*** Opening of PROVIDED MATERIAL ***

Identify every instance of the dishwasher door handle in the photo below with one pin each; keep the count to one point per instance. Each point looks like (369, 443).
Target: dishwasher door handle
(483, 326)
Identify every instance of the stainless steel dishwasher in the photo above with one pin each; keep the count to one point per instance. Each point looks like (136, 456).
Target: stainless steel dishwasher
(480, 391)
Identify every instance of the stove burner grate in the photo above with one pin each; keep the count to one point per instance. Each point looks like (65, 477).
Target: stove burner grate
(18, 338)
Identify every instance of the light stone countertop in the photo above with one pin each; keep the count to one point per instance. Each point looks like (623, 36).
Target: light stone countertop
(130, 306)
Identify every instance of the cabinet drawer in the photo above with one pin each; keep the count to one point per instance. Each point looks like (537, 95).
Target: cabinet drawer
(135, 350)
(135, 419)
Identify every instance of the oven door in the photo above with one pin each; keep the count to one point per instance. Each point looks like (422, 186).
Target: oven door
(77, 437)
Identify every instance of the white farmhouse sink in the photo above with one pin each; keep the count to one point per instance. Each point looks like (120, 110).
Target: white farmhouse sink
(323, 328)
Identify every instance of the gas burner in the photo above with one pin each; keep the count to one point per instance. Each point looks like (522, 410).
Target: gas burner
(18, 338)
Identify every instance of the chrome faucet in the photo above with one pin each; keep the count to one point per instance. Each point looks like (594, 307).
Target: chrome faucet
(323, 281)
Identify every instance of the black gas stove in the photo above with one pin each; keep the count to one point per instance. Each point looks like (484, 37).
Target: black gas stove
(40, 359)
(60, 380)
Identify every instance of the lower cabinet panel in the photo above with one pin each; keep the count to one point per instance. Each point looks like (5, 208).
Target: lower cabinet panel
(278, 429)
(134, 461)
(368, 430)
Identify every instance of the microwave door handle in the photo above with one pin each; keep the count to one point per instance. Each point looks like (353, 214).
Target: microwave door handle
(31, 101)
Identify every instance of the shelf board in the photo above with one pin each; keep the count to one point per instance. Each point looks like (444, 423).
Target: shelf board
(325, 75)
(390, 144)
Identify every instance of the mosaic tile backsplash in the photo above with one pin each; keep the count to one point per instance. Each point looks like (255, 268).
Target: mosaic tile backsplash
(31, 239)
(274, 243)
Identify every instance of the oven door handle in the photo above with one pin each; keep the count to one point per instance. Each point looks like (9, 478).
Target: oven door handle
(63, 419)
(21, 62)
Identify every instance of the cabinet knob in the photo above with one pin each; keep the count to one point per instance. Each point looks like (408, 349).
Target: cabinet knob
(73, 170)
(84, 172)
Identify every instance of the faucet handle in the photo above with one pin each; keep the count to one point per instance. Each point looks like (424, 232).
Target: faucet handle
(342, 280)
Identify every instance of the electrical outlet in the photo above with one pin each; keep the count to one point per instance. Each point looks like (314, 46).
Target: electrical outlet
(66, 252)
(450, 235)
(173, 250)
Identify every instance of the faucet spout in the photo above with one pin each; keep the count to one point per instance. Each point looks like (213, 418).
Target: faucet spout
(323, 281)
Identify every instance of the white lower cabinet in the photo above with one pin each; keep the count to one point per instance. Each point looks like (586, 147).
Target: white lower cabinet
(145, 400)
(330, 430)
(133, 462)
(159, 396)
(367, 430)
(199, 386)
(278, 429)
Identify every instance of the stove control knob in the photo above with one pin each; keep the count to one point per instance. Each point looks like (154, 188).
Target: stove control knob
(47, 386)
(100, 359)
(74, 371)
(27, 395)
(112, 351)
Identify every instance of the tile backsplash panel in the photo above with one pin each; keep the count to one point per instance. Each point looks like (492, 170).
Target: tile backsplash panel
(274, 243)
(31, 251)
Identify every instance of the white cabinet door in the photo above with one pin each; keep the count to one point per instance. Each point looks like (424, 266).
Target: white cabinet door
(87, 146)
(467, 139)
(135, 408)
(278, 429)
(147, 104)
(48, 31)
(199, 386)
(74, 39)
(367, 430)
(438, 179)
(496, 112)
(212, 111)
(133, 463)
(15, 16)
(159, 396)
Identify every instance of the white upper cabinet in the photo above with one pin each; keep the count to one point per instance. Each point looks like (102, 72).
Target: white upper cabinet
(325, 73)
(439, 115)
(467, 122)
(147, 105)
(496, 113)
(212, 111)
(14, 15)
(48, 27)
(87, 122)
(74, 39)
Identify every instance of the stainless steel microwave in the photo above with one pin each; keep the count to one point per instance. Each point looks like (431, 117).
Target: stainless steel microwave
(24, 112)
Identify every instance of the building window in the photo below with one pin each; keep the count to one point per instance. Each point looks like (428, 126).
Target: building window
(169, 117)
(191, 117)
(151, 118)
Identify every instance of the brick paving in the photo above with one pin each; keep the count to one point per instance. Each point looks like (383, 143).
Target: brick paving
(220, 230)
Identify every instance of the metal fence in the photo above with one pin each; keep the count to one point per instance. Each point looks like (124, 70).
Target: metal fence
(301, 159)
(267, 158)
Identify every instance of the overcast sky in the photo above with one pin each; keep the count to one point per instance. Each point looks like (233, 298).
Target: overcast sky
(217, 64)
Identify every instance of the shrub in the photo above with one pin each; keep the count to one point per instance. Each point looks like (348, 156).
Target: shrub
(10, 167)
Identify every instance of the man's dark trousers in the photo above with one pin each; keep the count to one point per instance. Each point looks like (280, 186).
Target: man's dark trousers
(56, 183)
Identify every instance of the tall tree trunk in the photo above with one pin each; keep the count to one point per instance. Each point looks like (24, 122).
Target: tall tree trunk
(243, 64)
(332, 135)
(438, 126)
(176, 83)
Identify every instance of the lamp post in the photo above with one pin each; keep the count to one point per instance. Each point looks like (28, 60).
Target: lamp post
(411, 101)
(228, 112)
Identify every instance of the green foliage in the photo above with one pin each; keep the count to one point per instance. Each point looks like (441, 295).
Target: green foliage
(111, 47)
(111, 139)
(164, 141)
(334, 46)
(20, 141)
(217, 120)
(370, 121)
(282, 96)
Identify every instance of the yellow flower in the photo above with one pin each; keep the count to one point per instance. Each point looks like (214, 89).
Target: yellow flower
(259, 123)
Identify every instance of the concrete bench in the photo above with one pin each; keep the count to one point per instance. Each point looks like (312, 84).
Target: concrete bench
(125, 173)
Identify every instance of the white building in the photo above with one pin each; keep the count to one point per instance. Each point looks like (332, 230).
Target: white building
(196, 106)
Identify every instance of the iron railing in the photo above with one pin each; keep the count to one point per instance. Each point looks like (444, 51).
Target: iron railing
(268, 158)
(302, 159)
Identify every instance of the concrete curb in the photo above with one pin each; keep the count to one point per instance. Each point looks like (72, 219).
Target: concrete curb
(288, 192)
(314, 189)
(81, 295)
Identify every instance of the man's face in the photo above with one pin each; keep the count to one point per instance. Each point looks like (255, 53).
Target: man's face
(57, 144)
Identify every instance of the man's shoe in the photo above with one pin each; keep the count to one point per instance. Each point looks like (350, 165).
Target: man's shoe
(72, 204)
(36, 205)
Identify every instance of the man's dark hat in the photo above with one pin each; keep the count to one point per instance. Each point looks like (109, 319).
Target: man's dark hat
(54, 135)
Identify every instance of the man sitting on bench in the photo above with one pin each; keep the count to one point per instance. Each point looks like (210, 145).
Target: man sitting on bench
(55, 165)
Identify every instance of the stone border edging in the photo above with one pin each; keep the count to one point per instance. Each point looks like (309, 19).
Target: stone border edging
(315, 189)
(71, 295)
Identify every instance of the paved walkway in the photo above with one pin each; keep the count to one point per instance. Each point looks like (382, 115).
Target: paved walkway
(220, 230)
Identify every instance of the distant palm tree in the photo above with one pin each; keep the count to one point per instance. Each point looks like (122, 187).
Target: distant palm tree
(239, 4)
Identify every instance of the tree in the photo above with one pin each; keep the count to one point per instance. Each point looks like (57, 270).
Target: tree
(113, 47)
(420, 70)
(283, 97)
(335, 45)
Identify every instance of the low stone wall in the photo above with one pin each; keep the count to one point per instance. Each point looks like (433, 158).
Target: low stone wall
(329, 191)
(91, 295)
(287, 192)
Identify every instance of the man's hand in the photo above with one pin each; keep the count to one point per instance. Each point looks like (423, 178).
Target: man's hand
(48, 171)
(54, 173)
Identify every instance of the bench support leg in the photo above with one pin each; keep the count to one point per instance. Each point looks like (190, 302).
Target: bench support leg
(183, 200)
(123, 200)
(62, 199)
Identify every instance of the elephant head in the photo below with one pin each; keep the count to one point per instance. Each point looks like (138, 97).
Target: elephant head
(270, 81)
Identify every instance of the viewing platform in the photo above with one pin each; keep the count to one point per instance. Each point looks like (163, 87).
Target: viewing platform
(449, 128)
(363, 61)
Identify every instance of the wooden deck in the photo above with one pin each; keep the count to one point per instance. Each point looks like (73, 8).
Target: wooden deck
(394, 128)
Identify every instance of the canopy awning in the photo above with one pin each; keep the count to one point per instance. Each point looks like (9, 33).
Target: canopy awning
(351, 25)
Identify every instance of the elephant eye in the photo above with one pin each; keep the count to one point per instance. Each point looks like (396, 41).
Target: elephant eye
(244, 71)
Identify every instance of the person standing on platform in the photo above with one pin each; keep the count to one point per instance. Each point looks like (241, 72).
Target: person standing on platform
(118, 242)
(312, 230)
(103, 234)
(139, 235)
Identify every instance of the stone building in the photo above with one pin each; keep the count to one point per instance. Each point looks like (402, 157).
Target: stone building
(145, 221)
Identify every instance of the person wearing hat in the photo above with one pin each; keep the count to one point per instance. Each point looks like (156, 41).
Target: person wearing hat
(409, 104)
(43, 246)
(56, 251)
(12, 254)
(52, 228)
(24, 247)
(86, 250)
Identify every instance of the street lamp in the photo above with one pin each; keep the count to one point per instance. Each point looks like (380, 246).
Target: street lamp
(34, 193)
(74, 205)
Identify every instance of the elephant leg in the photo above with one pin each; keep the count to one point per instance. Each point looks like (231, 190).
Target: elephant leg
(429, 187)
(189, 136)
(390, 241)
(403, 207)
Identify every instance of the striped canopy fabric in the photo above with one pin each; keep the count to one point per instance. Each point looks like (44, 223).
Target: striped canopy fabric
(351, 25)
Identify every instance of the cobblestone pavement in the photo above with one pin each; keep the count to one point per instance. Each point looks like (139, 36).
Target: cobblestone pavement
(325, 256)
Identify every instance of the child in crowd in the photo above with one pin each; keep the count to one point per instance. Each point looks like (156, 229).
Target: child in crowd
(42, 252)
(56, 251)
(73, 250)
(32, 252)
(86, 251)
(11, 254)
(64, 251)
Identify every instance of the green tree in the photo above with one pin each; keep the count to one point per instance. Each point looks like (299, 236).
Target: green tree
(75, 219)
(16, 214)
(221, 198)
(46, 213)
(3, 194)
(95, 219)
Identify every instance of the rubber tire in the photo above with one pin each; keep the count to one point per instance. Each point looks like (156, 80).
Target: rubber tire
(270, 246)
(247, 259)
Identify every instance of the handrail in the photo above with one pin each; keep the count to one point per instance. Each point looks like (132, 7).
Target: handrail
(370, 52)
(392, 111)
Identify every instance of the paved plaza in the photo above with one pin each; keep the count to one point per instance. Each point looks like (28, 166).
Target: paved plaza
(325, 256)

*** Close of PROVIDED MATERIAL ***

# ABOUT THIS TASK
Wherever a line above contains the string "below", count it; then give the total alone.

# EXERCISE ANSWER
3